• _Task description_: Each line below should be quoted exactly, please.

#####

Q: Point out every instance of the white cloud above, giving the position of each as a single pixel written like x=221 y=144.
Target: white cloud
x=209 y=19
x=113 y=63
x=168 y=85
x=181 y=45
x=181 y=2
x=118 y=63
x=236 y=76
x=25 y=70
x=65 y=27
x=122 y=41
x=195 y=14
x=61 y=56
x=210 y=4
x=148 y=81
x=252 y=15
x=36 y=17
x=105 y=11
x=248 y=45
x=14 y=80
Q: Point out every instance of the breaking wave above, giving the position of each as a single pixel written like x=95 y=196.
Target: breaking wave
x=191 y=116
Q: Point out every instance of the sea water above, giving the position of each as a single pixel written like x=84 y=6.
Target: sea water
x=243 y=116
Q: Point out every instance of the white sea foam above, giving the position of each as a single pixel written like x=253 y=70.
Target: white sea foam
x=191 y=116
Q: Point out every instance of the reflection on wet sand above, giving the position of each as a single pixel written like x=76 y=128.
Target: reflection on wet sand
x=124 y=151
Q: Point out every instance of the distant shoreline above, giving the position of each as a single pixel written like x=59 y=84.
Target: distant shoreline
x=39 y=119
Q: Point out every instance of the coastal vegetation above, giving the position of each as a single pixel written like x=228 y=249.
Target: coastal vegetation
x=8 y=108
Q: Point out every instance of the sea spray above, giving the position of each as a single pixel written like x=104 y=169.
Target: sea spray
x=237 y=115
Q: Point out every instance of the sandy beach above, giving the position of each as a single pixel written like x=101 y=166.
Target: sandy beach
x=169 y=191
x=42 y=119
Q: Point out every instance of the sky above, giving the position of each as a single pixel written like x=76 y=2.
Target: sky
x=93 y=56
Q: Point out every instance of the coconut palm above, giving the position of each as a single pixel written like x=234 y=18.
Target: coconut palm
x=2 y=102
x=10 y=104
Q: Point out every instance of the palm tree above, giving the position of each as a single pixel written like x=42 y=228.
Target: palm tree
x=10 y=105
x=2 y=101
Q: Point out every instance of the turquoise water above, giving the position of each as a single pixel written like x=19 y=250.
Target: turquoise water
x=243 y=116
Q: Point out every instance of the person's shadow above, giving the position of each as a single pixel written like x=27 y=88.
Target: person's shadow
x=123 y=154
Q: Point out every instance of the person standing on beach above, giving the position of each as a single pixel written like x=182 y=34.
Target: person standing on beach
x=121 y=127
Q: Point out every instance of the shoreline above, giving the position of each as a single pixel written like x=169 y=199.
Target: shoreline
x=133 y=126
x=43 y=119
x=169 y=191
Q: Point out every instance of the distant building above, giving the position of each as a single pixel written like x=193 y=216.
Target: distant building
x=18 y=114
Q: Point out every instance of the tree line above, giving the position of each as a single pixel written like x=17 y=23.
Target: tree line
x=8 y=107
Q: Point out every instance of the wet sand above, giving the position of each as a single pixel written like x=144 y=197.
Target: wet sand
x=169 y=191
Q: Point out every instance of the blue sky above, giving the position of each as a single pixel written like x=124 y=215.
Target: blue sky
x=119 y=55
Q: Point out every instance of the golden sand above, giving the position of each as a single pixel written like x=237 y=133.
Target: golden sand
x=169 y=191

#####

• _Written solution_:
Q: Point out every instance of the white cloud above, giving the position of each as a single pixel written like x=221 y=144.
Target: white cloud
x=209 y=19
x=113 y=63
x=168 y=85
x=181 y=45
x=181 y=2
x=118 y=63
x=236 y=76
x=25 y=70
x=65 y=27
x=122 y=41
x=195 y=14
x=61 y=56
x=210 y=4
x=148 y=81
x=252 y=15
x=36 y=17
x=105 y=11
x=248 y=45
x=14 y=80
Q: Point out every instance of the breaking wave above, giving the position of each as a single pixel written like x=95 y=196.
Target: breaking wave
x=191 y=116
Q: Point out every instance of the sea water above, giving the position of each as a single pixel written like x=84 y=6.
Target: sea water
x=243 y=116
Q: Point out every instance of the white sea foam above, giving the position of each as a single pixel written like x=253 y=70.
Target: white sea foam
x=191 y=116
Q: Point out every instance of the reflection on wet sand above, giving the position of each as a single pixel written like x=76 y=128.
Target: reflection on wet sand
x=124 y=151
Q: Point out every instance of the distant shoreline above, giving the position of each as a single pixel written like x=59 y=84.
Target: distant shoreline
x=39 y=119
Q: Point out every instance of the coastal vegetation above, giving the position of each as a single pixel written like x=228 y=249.
Target: coastal vegetation
x=8 y=108
Q: Point out every instance of the sea spray above, giving the position of each as a single pixel written like x=104 y=169.
Target: sea spray
x=237 y=115
Q: Point out every instance of the sandy beach above, giving the position of each as a single pixel written like x=101 y=166.
Target: sandy beach
x=169 y=191
x=42 y=119
Q: Point out every instance of the sky above, giving the position of each as a single pixel written like x=76 y=2.
Target: sky
x=93 y=56
Q: Point out every instance of the coconut palm above, giving the position of each as a single pixel written like x=234 y=18.
Target: coconut palm
x=2 y=102
x=10 y=104
Q: Point out every instance of the palm tree above, giving the position of each as a single pixel written like x=42 y=228.
Target: palm tree
x=10 y=105
x=2 y=101
Q: Point out every instance of the turquoise water above, giving the position of each as a single pixel written like x=19 y=250.
Target: turquoise water
x=243 y=116
Q: Point out every instance of the person's shadow above, giving the position of each as a single pixel written like x=27 y=88.
Target: person's shadow
x=123 y=154
Q: Point out every instance of the person standing on beach above, giving the position of each as a single pixel written like x=182 y=34.
Target: person standing on beach
x=121 y=127
Q: Point out every instance of the shoreline above, giving the position of each as a single pixel written like x=169 y=199.
Target: shoreline
x=133 y=126
x=43 y=119
x=169 y=191
Q: Point out every instance of the distant building above, giving the position of each as a single pixel written like x=193 y=216.
Target: distant building
x=18 y=114
Q: Point out every instance of the tree line above, giving the position of each as a single pixel written like x=17 y=23.
Target: tree line
x=8 y=107
Q: Point out every instance of the wet sand above, giving the position of each as a single pixel written like x=144 y=197.
Target: wet sand
x=169 y=191
Q: Point out every instance of the blue sky above, giving the position of each as a single pixel written like x=124 y=215.
Target: blue sky
x=119 y=55
Q: Point out every instance of the golden sand above, giving the position of each as a single pixel written like x=237 y=133.
Target: golden sand
x=169 y=191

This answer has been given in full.